PURPOSE: Social participation is essential for stroke survivors. Although participation restrictions are affected by several factors, a few studies have focused on the effects of living in a particular residential area (urban versus rural) on the participation restrictions after a stroke. This study examined the factors affecting participation restrictions in stroke survivors according to the residential area.
METHODS: One hundred sixty-six stroke patients (including 130 living in urban areas and 36 living in rural areas) were recruited for this study. The Korean Modified Barthel Index (K-MBI) was used to assess the activities of daily living (ADL). The Korean Mini-Mental Examination Status (MMSE-K) was used to assess cognition. The motor function was evaluated using the Fugl-Meyer function assessment (FMA). Path analysis was used to test the hypothesized model of participation restriction.
RESULTS: The proposed path model showed good fit indices. In rural and urban areas, the direct effects were significant between the ADL and participation restrictions (β = -.673 and -.457, respectively). For urban areas, the direct effects were significant between cognition and participation restrictions (β = -.252). In both area types, motor function and cognition had a significant direct effect on the ADL.
CONCLUSION: For urban community-dwelling stroke survivors, the ADL and cognition had direct effects on participation restrictions. For rural area stroke survivors, the ADL had direct effects on participation restrictions. Activity level exercise programs help reduce the participation restrictions. Moreover, it is essential to address cognition training to improve participation in urban communitydwelling stroke survivors.

Region pointing data
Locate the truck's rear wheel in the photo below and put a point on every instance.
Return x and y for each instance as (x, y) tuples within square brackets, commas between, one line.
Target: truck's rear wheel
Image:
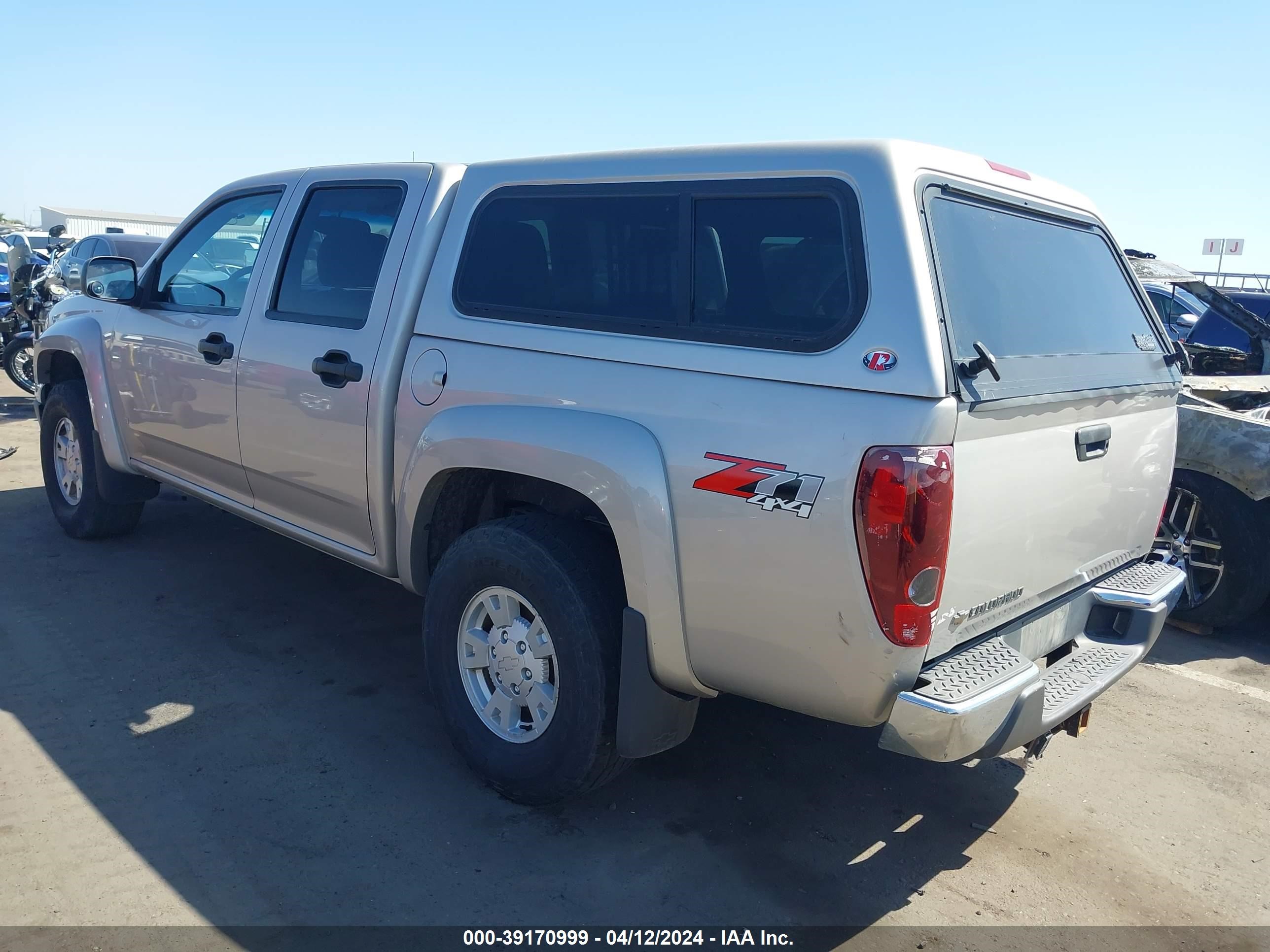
[(1218, 535), (523, 646), (70, 470)]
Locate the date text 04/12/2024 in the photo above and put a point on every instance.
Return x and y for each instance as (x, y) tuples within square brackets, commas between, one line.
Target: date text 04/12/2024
[(624, 937)]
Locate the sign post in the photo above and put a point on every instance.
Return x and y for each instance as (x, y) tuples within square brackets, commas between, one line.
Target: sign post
[(1221, 248)]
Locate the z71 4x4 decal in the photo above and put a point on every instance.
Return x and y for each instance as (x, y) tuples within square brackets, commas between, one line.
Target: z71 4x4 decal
[(768, 485)]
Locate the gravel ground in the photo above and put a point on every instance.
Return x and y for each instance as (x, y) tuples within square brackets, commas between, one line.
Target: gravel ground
[(205, 723)]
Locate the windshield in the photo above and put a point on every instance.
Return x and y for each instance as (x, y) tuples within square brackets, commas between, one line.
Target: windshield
[(1048, 299)]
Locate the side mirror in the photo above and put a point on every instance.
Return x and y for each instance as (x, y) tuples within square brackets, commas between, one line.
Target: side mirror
[(111, 280)]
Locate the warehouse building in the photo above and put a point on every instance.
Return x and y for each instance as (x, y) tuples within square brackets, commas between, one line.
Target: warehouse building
[(82, 223)]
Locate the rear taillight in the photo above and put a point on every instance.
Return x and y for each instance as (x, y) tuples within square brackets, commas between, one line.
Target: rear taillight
[(903, 512)]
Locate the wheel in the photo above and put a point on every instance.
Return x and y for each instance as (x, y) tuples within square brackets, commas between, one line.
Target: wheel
[(521, 631), (19, 364), (1217, 534), (70, 474)]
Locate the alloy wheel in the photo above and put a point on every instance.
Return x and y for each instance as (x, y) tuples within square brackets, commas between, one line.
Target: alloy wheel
[(508, 666), (69, 461), (1187, 536)]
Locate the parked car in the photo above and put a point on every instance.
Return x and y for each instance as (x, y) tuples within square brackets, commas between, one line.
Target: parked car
[(139, 248), (1218, 516), (648, 427)]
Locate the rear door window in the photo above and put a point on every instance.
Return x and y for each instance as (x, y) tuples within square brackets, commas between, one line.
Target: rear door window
[(336, 253), (1047, 298)]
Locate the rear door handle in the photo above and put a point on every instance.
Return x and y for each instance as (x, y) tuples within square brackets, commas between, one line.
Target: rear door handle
[(215, 348), (336, 369), (1093, 442)]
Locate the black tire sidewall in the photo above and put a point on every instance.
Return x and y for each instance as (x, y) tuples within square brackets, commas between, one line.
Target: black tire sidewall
[(10, 354), (561, 762)]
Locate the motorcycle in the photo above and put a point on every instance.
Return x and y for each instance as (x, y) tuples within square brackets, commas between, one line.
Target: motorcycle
[(34, 292)]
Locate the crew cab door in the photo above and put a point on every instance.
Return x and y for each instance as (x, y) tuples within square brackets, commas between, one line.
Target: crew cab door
[(309, 357), (175, 353)]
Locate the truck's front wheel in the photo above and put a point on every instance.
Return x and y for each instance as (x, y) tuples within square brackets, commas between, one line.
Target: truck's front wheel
[(521, 634), (70, 469)]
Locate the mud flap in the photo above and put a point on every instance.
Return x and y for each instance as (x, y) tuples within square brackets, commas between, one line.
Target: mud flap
[(116, 486), (649, 717)]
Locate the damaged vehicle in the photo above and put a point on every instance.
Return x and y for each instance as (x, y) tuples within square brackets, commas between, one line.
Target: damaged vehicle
[(1217, 518)]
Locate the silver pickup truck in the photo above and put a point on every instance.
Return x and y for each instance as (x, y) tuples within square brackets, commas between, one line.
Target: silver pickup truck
[(812, 424)]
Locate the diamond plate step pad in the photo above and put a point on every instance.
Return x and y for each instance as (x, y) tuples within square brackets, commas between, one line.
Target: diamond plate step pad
[(1076, 673), (967, 673), (1141, 578)]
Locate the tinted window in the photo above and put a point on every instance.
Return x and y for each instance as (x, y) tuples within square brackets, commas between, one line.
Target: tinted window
[(187, 276), (336, 253), (139, 252), (1256, 303), (762, 263), (1033, 287), (1214, 331), (605, 256), (776, 266)]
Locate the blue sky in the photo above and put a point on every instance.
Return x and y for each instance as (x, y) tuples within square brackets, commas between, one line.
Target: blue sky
[(1159, 111)]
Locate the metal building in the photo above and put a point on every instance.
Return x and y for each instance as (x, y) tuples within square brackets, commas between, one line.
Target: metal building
[(82, 223)]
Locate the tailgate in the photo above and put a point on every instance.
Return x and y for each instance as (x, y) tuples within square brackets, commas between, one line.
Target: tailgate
[(1033, 519), (1066, 432)]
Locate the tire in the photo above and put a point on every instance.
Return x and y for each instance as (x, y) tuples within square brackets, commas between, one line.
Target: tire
[(564, 572), (1241, 527), (18, 354), (88, 516)]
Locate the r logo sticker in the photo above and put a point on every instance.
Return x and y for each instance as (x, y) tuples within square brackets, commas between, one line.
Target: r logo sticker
[(768, 485), (879, 361)]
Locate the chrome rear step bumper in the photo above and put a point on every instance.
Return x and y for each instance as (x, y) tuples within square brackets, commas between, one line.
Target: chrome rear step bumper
[(989, 699)]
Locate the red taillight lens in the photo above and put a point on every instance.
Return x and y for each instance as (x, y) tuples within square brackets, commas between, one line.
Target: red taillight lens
[(903, 513)]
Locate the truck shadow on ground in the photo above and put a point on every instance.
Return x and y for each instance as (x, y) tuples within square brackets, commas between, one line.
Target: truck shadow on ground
[(252, 717)]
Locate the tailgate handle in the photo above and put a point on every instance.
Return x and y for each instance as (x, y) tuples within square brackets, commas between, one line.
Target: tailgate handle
[(1093, 442)]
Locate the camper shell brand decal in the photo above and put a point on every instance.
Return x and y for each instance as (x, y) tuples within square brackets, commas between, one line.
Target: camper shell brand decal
[(768, 485), (881, 360), (985, 607)]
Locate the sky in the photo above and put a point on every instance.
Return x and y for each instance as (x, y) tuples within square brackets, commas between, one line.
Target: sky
[(1160, 111)]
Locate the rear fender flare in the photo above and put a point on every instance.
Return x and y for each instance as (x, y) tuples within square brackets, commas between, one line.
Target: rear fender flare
[(615, 462)]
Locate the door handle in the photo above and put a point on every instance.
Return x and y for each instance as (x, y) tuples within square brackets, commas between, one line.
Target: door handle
[(1093, 442), (336, 369), (215, 348)]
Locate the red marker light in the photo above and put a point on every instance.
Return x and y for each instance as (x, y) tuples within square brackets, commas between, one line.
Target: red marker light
[(1008, 170)]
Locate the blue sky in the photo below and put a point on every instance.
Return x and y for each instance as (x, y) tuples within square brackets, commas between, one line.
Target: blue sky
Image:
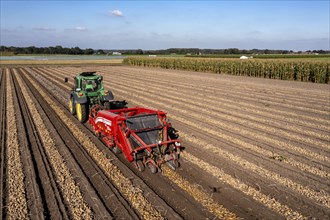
[(292, 25)]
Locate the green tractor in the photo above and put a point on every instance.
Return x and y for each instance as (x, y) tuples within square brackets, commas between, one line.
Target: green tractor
[(88, 90)]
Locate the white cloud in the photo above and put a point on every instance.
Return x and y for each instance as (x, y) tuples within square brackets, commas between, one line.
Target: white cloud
[(44, 29), (116, 13), (81, 29)]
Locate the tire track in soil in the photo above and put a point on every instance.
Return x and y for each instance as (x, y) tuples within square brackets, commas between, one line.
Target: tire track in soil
[(277, 206), (243, 96), (303, 166), (3, 126), (16, 206), (317, 196), (284, 121), (102, 196), (67, 193), (260, 128), (220, 209), (53, 205)]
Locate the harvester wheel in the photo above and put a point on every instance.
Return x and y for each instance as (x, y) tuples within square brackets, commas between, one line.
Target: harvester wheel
[(152, 167), (172, 163), (82, 112), (116, 150), (72, 107), (140, 165)]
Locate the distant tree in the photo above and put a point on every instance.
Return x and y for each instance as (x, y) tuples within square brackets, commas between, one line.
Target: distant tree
[(89, 51), (100, 52)]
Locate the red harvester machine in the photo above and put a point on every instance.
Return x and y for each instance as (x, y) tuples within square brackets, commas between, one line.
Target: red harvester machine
[(144, 136)]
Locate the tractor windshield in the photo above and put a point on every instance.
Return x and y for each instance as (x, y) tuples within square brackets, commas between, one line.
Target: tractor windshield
[(91, 85)]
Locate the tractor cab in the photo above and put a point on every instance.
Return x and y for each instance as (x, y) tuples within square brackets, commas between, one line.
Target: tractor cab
[(88, 91)]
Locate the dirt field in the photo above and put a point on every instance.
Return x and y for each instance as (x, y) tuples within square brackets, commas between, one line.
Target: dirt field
[(254, 148)]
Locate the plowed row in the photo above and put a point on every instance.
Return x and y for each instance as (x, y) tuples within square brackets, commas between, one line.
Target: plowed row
[(255, 148)]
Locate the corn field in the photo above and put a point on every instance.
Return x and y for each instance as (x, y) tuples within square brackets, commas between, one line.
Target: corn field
[(317, 71)]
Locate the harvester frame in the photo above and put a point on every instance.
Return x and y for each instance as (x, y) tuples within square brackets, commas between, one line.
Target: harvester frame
[(144, 136)]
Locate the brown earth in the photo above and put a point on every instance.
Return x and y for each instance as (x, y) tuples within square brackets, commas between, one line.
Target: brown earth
[(255, 148)]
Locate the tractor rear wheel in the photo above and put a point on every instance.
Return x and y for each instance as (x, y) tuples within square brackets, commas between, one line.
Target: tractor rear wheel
[(72, 107), (82, 112)]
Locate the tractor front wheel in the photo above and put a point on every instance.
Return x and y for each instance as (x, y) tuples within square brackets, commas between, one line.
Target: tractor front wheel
[(82, 112), (107, 105), (72, 107)]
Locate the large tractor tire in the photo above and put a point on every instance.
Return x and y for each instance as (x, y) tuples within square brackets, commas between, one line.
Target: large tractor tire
[(72, 107), (82, 112)]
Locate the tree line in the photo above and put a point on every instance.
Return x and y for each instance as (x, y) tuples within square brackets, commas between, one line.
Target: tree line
[(179, 51)]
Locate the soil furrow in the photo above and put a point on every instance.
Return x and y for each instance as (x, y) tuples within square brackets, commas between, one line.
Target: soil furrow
[(16, 206), (102, 189), (199, 144), (3, 135), (218, 117), (50, 195), (244, 153), (131, 193), (35, 197), (242, 119), (200, 193), (69, 190)]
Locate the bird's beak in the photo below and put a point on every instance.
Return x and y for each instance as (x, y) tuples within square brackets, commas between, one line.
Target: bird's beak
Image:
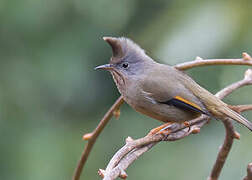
[(105, 67)]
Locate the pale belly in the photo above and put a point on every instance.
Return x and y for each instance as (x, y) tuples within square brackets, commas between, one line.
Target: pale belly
[(163, 112)]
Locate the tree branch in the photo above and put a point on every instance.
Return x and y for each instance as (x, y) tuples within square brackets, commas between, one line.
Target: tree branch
[(133, 149), (91, 137), (249, 172)]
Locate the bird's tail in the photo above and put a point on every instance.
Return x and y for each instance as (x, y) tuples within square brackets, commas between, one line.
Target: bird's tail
[(237, 117)]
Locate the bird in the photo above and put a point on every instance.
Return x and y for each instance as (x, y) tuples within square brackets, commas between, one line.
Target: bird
[(161, 91)]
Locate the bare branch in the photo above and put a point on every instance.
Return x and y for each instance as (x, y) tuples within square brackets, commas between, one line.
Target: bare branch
[(114, 110), (133, 149), (91, 137), (246, 60), (249, 172)]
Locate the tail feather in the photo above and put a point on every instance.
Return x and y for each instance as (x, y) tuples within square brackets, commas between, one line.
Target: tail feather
[(237, 117)]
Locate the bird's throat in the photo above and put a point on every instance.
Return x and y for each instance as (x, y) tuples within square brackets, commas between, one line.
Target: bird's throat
[(120, 81)]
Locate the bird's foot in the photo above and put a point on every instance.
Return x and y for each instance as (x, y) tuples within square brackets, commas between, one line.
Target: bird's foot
[(164, 129), (187, 124)]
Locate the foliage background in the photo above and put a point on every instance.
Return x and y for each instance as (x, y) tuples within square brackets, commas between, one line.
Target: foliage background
[(50, 95)]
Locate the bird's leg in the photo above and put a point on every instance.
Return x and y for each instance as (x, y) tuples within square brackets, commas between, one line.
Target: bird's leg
[(187, 124), (163, 129)]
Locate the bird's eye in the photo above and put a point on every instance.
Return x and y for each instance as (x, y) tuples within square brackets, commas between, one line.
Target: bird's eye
[(125, 65)]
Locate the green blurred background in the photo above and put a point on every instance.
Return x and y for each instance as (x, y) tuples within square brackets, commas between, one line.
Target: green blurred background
[(50, 95)]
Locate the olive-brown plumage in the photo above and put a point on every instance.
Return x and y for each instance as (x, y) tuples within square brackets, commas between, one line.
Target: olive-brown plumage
[(161, 91)]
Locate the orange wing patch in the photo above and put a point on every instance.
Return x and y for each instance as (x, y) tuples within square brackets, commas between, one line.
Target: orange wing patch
[(187, 102)]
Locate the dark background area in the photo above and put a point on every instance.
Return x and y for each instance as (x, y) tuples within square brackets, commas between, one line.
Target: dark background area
[(50, 94)]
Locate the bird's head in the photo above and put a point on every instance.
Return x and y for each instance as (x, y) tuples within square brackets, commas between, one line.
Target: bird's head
[(127, 60)]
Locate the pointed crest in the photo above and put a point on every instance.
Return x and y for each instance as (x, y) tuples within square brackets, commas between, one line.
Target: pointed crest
[(115, 45)]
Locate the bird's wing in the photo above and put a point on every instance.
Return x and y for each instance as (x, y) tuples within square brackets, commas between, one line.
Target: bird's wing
[(166, 89)]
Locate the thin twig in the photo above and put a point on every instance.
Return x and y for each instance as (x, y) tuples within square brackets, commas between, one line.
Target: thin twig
[(249, 172), (133, 149), (93, 136), (246, 60)]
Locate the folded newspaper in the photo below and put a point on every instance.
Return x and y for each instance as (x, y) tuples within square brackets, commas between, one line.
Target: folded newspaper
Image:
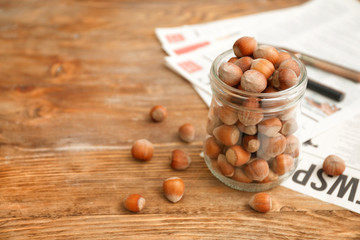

Problems to solve:
**A.** Decide whether each statement agrees with the stroke study abstract. Answer yes or no for each, and quote the deciding words of the abstract.
(i) The study recruited more stroke patients living in rural areas than in urban areas.
(ii) Cognition was assessed with the Korean Modified Barthel Index.
(iii) In urban areas, cognition had a significant direct effect on participation restrictions.
**B.** Please extract the stretch of the stroke study abstract from "METHODS: One hundred" through "on the ADL.".

Exercise responses:
**A.**
(i) No: "130 living in urban areas and 36 living in rural areas"
(ii) No: "The Korean Mini-Mental Examination Status (MMSE-K) was used to assess cognition."
(iii) Yes: "For urban areas, the direct effects were significant between cognition and participation restrictions (β = -.252)."

**B.**
METHODS: One hundred sixty-six stroke patients (including 130 living in urban areas and 36 living in rural areas) were recruited for this study. The Korean Modified Barthel Index (K-MBI) was used to assess the activities of daily living (ADL). The Korean Mini-Mental Examination Status (MMSE-K) was used to assess cognition. The motor function was evaluated using the Fugl-Meyer function assessment (FMA). Path analysis was used to test the hypothesized model of participation restriction.
RESULTS: The proposed path model showed good fit indices. In rural and urban areas, the direct effects were significant between the ADL and participation restrictions (β = -.673 and -.457, respectively). For urban areas, the direct effects were significant between cognition and participation restrictions (β = -.252). In both area types, motor function and cognition had a significant direct effect on the ADL.